Source records
• • •

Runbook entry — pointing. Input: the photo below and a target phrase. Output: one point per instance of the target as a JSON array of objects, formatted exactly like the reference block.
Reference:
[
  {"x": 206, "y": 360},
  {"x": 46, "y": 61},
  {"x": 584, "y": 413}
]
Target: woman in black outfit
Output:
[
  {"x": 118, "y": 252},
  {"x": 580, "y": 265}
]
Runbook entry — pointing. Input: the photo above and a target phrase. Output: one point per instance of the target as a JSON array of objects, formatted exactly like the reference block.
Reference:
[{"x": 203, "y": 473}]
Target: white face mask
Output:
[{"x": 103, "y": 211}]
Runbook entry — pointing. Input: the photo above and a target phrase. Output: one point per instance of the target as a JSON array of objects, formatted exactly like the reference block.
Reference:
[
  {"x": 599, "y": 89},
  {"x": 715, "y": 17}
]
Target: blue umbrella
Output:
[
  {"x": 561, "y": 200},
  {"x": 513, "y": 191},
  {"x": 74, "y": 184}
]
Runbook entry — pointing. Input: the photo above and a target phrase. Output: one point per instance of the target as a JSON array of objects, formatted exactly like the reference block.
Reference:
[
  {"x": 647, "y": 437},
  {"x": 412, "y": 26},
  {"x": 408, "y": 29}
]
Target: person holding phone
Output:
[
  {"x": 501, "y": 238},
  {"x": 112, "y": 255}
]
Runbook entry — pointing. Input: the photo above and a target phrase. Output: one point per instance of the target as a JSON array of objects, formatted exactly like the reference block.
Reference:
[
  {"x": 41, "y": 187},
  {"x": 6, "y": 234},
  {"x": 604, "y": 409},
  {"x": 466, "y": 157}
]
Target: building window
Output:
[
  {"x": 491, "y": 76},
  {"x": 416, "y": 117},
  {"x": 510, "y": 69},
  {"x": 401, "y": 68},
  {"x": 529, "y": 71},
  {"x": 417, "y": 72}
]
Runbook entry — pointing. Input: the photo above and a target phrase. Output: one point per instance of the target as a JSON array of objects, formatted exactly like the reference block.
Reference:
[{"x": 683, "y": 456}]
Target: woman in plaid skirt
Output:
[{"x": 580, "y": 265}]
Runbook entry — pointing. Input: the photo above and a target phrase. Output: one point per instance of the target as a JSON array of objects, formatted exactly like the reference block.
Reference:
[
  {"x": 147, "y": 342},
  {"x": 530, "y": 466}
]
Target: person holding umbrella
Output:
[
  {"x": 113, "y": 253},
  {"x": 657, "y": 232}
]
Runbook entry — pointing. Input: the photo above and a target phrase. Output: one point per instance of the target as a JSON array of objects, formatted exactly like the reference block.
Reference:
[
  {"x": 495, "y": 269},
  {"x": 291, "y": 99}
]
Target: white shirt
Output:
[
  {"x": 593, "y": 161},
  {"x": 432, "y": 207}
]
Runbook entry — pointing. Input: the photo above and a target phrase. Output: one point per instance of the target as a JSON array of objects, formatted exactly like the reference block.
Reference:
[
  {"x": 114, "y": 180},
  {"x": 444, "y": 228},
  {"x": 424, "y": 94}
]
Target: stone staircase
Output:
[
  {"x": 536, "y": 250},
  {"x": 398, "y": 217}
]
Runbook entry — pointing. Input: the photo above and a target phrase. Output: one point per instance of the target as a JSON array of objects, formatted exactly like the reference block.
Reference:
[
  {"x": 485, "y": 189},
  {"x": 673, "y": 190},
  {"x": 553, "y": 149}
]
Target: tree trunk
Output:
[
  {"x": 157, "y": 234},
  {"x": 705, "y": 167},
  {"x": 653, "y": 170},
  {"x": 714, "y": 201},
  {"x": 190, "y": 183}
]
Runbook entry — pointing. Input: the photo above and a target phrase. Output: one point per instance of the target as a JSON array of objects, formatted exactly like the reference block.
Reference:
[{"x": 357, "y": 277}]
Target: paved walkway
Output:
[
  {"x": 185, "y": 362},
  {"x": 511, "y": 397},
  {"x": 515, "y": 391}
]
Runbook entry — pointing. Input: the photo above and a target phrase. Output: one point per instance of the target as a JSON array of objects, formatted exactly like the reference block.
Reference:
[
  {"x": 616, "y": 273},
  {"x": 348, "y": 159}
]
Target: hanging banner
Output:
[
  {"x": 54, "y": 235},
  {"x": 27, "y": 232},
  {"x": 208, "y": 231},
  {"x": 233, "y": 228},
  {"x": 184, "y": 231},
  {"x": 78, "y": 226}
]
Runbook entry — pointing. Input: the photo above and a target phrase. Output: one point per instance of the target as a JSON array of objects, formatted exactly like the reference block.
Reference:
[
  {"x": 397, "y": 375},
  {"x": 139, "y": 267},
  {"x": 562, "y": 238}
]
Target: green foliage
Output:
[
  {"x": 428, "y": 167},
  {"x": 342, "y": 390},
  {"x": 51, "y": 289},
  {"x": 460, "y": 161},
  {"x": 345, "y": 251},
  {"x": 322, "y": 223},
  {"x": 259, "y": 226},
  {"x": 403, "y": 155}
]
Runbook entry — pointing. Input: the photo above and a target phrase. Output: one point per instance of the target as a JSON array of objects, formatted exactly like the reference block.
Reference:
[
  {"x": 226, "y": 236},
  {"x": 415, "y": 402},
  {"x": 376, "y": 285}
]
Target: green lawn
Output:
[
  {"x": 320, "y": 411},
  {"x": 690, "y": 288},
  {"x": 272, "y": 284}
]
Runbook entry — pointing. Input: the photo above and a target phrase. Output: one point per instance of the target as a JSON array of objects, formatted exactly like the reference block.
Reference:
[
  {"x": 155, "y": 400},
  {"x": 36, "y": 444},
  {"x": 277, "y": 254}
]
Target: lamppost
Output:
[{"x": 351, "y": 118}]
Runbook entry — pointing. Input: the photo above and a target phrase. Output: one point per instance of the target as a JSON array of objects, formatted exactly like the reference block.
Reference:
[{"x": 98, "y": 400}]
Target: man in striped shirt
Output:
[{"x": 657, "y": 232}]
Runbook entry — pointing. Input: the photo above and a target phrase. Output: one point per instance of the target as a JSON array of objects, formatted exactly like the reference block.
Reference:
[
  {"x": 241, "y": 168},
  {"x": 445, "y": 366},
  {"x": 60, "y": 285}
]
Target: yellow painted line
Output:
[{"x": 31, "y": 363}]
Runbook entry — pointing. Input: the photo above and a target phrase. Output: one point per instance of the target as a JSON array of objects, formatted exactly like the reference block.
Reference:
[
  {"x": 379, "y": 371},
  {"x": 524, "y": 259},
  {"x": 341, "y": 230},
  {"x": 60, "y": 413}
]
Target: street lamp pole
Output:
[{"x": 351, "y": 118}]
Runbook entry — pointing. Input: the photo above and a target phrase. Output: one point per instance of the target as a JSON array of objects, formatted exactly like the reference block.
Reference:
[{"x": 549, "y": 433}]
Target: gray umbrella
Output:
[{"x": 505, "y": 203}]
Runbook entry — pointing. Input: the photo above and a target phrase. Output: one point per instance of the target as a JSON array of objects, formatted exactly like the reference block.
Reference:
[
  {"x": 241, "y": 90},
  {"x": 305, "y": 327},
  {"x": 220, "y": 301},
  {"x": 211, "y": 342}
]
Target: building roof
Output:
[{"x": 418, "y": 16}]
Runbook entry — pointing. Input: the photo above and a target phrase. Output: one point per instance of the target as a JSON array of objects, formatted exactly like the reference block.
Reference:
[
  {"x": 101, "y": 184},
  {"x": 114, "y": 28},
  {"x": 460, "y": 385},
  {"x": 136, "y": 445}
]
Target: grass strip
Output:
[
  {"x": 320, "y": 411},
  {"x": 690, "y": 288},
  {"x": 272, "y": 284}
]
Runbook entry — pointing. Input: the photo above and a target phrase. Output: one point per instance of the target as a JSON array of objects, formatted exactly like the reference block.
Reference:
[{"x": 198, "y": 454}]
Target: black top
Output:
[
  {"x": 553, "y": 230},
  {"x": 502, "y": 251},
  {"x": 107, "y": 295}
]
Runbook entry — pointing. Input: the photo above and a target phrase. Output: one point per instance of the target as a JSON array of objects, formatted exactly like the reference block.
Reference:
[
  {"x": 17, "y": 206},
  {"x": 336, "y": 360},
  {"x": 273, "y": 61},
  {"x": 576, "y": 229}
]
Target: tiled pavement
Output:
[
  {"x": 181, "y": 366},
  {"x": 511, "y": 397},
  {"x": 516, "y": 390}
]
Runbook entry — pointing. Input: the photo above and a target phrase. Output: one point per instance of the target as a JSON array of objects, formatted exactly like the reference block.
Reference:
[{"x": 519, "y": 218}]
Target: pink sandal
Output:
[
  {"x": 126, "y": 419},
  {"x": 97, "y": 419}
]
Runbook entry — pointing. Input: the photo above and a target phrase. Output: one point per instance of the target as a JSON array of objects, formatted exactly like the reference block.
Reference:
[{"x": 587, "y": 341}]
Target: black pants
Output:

• • •

Tally the lines in the items above that contain the string "shirt". Give only the resulting number.

**RESULT OF THIS TASK**
2